— What is being asked —
Output all records below verbatim.
*** Extracted material ***
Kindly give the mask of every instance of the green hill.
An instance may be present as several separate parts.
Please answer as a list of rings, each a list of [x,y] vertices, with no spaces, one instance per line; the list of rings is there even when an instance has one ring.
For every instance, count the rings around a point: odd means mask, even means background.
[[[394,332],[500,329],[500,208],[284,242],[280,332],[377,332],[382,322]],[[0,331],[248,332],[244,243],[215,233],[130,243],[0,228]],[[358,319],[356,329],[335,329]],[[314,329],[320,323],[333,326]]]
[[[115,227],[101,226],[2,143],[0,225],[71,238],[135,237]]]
*** End of Extracted material ***
— Solution —
Kindly give the mask of every instance of the green hill.
An instance may be present as several separate parts.
Please answer as a list of rings, each a list of [x,y] vertices, with no spaces, one instance per line; the list of rings is there even when an instance has one ring.
For every instance, count the rings around a point: odd means mask, even means background.
[[[394,332],[500,329],[500,208],[284,242],[280,332],[377,332],[382,322]],[[0,331],[248,332],[244,243],[215,233],[130,243],[0,228]],[[358,319],[356,329],[335,329]],[[314,329],[320,323],[333,326]]]
[[[115,227],[101,226],[2,143],[0,225],[71,238],[135,237]]]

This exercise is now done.